Task: Output all the material that follows, exactly as given.

►

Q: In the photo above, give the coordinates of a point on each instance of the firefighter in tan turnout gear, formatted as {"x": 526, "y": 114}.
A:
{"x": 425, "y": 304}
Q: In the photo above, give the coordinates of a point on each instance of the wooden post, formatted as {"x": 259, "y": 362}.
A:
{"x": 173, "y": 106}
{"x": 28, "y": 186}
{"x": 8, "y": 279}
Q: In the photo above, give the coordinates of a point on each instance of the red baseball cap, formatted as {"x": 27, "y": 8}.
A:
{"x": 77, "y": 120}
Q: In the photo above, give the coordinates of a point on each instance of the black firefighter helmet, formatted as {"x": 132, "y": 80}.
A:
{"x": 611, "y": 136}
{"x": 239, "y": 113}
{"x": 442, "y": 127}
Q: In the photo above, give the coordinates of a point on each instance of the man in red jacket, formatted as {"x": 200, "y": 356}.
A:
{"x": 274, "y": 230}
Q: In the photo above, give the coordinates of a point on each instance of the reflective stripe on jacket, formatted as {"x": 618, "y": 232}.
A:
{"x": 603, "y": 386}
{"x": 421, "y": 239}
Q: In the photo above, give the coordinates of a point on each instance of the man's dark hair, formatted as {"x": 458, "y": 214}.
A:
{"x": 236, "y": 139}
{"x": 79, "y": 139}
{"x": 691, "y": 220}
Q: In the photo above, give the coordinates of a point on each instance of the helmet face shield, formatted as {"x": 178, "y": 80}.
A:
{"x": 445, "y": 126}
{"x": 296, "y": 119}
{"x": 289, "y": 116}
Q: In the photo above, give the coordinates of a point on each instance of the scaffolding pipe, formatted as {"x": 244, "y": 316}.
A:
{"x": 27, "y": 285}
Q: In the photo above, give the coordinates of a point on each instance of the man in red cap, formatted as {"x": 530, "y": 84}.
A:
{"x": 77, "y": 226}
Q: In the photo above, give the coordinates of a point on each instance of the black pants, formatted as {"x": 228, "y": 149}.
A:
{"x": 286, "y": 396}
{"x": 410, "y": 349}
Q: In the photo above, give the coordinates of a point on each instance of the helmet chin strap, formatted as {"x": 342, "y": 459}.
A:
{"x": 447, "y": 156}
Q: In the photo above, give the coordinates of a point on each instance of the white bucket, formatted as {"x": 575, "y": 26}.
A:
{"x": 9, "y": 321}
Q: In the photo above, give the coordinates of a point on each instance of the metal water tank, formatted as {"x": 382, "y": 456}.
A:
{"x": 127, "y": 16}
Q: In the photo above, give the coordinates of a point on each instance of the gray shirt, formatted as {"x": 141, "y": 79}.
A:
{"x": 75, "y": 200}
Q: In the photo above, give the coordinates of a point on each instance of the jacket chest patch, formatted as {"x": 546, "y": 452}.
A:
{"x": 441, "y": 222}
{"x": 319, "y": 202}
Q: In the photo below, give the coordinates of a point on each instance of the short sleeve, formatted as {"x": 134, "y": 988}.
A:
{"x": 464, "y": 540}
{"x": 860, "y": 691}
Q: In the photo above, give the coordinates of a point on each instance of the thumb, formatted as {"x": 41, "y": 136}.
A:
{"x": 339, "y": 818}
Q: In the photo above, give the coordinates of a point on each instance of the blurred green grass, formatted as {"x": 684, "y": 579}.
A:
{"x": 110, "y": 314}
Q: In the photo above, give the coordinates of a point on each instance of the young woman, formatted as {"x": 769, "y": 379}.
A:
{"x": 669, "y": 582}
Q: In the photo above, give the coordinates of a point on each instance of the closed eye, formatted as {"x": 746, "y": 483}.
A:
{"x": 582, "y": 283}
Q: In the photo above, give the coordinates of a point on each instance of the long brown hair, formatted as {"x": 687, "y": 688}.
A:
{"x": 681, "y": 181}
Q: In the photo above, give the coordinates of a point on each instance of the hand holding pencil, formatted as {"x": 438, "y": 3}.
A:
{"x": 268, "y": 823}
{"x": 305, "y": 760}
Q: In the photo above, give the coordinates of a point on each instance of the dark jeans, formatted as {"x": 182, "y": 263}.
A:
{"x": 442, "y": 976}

◄

Task answer:
Q: In the photo above, give the coordinates of a point on each instance of the firefighter in tan turnout gear, formatted as {"x": 526, "y": 114}.
A:
{"x": 425, "y": 304}
Q: In the photo above, give the coordinates of a point on each instance of the wooden post, formatted as {"x": 259, "y": 362}.
A:
{"x": 173, "y": 106}
{"x": 28, "y": 186}
{"x": 8, "y": 279}
Q: In the photo above, give the coordinates of a point on each instance of the red baseball cap, formatted as {"x": 27, "y": 8}.
A:
{"x": 77, "y": 120}
Q: In the photo above, give the coordinates of a point on each instance of the black firefighter helmet, formatted as {"x": 132, "y": 80}.
A:
{"x": 611, "y": 136}
{"x": 239, "y": 113}
{"x": 442, "y": 127}
Q: In the photo above, give the coordinates of a point on each instance of the man in red jacket, formatted as {"x": 200, "y": 356}.
A:
{"x": 274, "y": 230}
Q: In the photo above, give the coordinates of a point on each instance of the reflective stripe on jacket, formatted as {"x": 618, "y": 232}.
A:
{"x": 603, "y": 386}
{"x": 421, "y": 239}
Q: In the photo above, give the coordinates of a point on each instance of the man's dark hair, formatted as {"x": 458, "y": 214}.
A:
{"x": 236, "y": 139}
{"x": 79, "y": 139}
{"x": 691, "y": 220}
Q: In the photo above, give the coordinates of a point on each instance of the helmet face shield, formatted as {"x": 178, "y": 80}.
A:
{"x": 445, "y": 126}
{"x": 296, "y": 119}
{"x": 289, "y": 116}
Q: In the photo above, give the coordinates of a point on each instance of the scaffolding pipe, formatted as {"x": 244, "y": 316}.
A:
{"x": 27, "y": 285}
Q: In the photo above, give the coordinates of a point on each instance of the man in red cap, formatted as {"x": 530, "y": 84}.
A:
{"x": 77, "y": 226}
Q: In the photo above, give the coordinates of a point on each instance of the black pants, formatted as {"x": 228, "y": 149}.
A:
{"x": 286, "y": 396}
{"x": 410, "y": 349}
Q: In the photo above, give the coordinates of a point on each instance of the helmet chin strap, formatted as {"x": 342, "y": 459}.
A:
{"x": 447, "y": 156}
Q: In the photo above, give the coordinates of a point on each instance of the white bucket, formatted as {"x": 575, "y": 26}.
A:
{"x": 9, "y": 321}
Q: In the photo above, give the coordinates of a point on each instance of the metal water tank, formatted as {"x": 382, "y": 456}.
A:
{"x": 127, "y": 16}
Q: In the photo above, give the coordinates of a point on each instance of the gray shirt, formatted as {"x": 141, "y": 79}.
A:
{"x": 75, "y": 200}
Q: In the photo above, give the coordinates of a point on each instance of the jacket chest patch, formatted as {"x": 546, "y": 452}.
A:
{"x": 441, "y": 222}
{"x": 319, "y": 202}
Q: In the photo below, give the coordinates of a point on each instance of the short sleeve, formatted as {"x": 134, "y": 988}.
A:
{"x": 464, "y": 540}
{"x": 860, "y": 691}
Q: In the photo above, give the coordinates of a point on each instance of the thumb, formatted as {"x": 41, "y": 136}.
A:
{"x": 339, "y": 818}
Q: In the photo above, give the coordinates of a point on each instance of the blurred green grass, formatted as {"x": 684, "y": 579}.
A:
{"x": 110, "y": 314}
Q: In the photo above, give the coordinates of a point on each instance of the young woman, formatted as {"x": 769, "y": 379}.
A:
{"x": 669, "y": 582}
Q: In the photo above, give the coordinates of a point on each instance of the closed eye, formatted as {"x": 746, "y": 483}.
A:
{"x": 582, "y": 283}
Q: In the photo above, give the coordinates of a point on each instance of the long brown hair, formatted as {"x": 687, "y": 688}.
A:
{"x": 681, "y": 181}
Q: In the photo above, give the coordinates of a point on each instance of the hand holding pencil, formatted as {"x": 438, "y": 3}.
A:
{"x": 268, "y": 823}
{"x": 305, "y": 760}
Q: In the photo above, give the coordinates of a point on each instance of the dark jeans, formatted as {"x": 182, "y": 263}.
A:
{"x": 442, "y": 976}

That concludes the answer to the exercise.